**Work instruction:** Could you copy every record below exactly as it stands?

**Supplied material:**
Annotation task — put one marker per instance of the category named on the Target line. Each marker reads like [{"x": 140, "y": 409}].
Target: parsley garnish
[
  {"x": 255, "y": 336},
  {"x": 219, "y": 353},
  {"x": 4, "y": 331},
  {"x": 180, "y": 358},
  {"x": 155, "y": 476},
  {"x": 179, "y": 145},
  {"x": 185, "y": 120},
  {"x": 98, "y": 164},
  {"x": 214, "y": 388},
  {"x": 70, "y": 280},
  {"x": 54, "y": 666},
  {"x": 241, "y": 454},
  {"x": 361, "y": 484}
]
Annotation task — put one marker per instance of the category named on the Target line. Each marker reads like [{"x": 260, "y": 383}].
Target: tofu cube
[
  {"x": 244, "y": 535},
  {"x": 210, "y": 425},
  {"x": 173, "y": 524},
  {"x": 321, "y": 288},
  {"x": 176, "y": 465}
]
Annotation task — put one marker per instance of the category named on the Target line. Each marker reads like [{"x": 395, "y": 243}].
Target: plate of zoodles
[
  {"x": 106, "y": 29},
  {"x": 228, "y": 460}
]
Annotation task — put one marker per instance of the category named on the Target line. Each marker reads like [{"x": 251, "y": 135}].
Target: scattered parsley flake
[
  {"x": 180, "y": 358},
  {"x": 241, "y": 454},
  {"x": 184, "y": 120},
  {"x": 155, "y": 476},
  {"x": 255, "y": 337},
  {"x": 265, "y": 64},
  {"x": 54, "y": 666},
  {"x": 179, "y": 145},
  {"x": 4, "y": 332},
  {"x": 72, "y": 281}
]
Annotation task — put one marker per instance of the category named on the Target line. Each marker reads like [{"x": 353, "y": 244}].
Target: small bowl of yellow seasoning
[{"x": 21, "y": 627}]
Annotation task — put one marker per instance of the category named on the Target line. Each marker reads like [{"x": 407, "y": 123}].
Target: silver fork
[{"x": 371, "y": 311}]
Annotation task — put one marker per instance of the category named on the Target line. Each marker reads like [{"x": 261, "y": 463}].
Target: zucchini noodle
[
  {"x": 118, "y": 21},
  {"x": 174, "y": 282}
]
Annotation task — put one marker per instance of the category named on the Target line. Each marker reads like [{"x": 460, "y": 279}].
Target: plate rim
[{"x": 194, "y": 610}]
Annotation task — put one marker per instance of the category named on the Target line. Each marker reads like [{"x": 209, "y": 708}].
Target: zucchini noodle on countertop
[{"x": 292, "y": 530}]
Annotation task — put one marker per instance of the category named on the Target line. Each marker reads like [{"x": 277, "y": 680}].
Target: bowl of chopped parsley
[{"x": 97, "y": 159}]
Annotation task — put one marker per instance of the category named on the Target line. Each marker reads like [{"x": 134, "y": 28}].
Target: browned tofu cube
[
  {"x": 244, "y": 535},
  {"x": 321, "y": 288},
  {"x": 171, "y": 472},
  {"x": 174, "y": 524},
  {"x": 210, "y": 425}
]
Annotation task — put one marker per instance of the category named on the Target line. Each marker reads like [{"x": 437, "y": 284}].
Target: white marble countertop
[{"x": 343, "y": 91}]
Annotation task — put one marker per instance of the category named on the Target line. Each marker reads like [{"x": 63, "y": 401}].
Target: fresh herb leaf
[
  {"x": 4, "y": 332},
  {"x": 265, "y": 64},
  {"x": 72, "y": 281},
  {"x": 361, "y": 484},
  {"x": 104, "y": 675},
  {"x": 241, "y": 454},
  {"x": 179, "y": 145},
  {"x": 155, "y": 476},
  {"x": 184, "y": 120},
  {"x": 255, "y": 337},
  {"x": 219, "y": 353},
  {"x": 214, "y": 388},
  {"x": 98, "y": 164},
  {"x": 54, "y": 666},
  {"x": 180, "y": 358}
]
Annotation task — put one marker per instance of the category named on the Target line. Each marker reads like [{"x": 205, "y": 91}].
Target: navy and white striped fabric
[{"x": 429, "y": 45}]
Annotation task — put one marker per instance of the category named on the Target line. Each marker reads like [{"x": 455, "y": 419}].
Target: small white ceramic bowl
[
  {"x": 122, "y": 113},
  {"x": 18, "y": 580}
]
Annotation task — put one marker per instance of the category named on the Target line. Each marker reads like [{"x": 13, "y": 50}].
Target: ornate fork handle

**Finished exercise:**
Annotation task — put one marker per instance of the category named on the Target line. Each marker reads like [{"x": 140, "y": 409}].
Target: parsley garnish
[
  {"x": 255, "y": 336},
  {"x": 219, "y": 353},
  {"x": 4, "y": 331},
  {"x": 180, "y": 358},
  {"x": 155, "y": 476},
  {"x": 179, "y": 145},
  {"x": 185, "y": 120},
  {"x": 98, "y": 164},
  {"x": 214, "y": 388},
  {"x": 70, "y": 280},
  {"x": 54, "y": 666},
  {"x": 241, "y": 454},
  {"x": 361, "y": 484}
]
Annotation task — put one marker per instance of the category named on the Target line. Each marker reads like [{"x": 260, "y": 383}].
Target: tofu cube
[
  {"x": 244, "y": 535},
  {"x": 210, "y": 425},
  {"x": 173, "y": 524},
  {"x": 321, "y": 288},
  {"x": 176, "y": 465}
]
Annotation task — put one marker per instance of the category named on the Target line. Each marker reads like [{"x": 395, "y": 243}].
Target: plate of zoodles
[
  {"x": 106, "y": 29},
  {"x": 228, "y": 460}
]
Annotation task — put one marker per instance of the category named on the Target line. Each marker reads like [{"x": 251, "y": 135}].
Target: scattered parsley flake
[
  {"x": 180, "y": 358},
  {"x": 241, "y": 454},
  {"x": 184, "y": 120},
  {"x": 155, "y": 476},
  {"x": 255, "y": 337},
  {"x": 265, "y": 64},
  {"x": 54, "y": 666},
  {"x": 179, "y": 145},
  {"x": 4, "y": 332},
  {"x": 72, "y": 281}
]
Annotation task — put one marker per instance of the category named on the Target line. Each marker reads like [{"x": 353, "y": 244}].
Target: small bowl of yellow seasoning
[{"x": 21, "y": 627}]
Annotation task — put one marker per instance of the category named on the Target line. Each marker reads like [{"x": 407, "y": 123}].
Target: silver fork
[{"x": 371, "y": 311}]
Annotation task — put one marker per instance of the category named on the Target line. Each marker reads like [{"x": 261, "y": 463}].
Target: zucchini noodle
[
  {"x": 118, "y": 21},
  {"x": 174, "y": 282}
]
Annotation task — put one marker per instance of the category named on the Target line. Each marker reads like [{"x": 460, "y": 279}].
Target: plate rim
[{"x": 194, "y": 610}]
Annotation task — put one marker per instance of the category named on the Target line. Each marker reads like [{"x": 209, "y": 708}].
Target: zucchini noodle on countertop
[{"x": 292, "y": 530}]
Annotation task — put one marker per instance of the category named on the Target line. Each marker reads like [{"x": 277, "y": 680}].
Target: bowl of chopped parsley
[{"x": 97, "y": 159}]
Annotation task — put one marker per instance of the category named on the Target line. Each marker reads like [{"x": 134, "y": 28}].
Target: browned tofu cube
[
  {"x": 244, "y": 535},
  {"x": 321, "y": 288},
  {"x": 171, "y": 472},
  {"x": 174, "y": 524},
  {"x": 210, "y": 425}
]
Annotation task — put one marker per instance of the category named on the Target line. Each marker reads like [{"x": 437, "y": 284}].
Target: white marble countertop
[{"x": 343, "y": 91}]
Annotation task — put one marker per instance of the category named on the Target line. Each marker reads like [{"x": 63, "y": 401}].
Target: fresh herb leaf
[
  {"x": 4, "y": 332},
  {"x": 265, "y": 64},
  {"x": 72, "y": 281},
  {"x": 361, "y": 484},
  {"x": 104, "y": 675},
  {"x": 241, "y": 454},
  {"x": 179, "y": 145},
  {"x": 155, "y": 476},
  {"x": 184, "y": 120},
  {"x": 255, "y": 337},
  {"x": 219, "y": 353},
  {"x": 214, "y": 388},
  {"x": 98, "y": 164},
  {"x": 54, "y": 666},
  {"x": 180, "y": 358}
]
Annotation task — put one marker per instance of the category named on the Target line. Each marker reads like [{"x": 205, "y": 91}].
Target: navy and white striped fabric
[{"x": 429, "y": 45}]
Annotation task — put one marker per instance of the category named on the Target line. Each marker reads like [{"x": 455, "y": 419}].
Target: small white ceramic bowl
[
  {"x": 122, "y": 113},
  {"x": 18, "y": 580}
]
Annotation task — put one marker per instance of the category named on the Target line. Each marker reads like [{"x": 13, "y": 50}].
Target: ornate fork handle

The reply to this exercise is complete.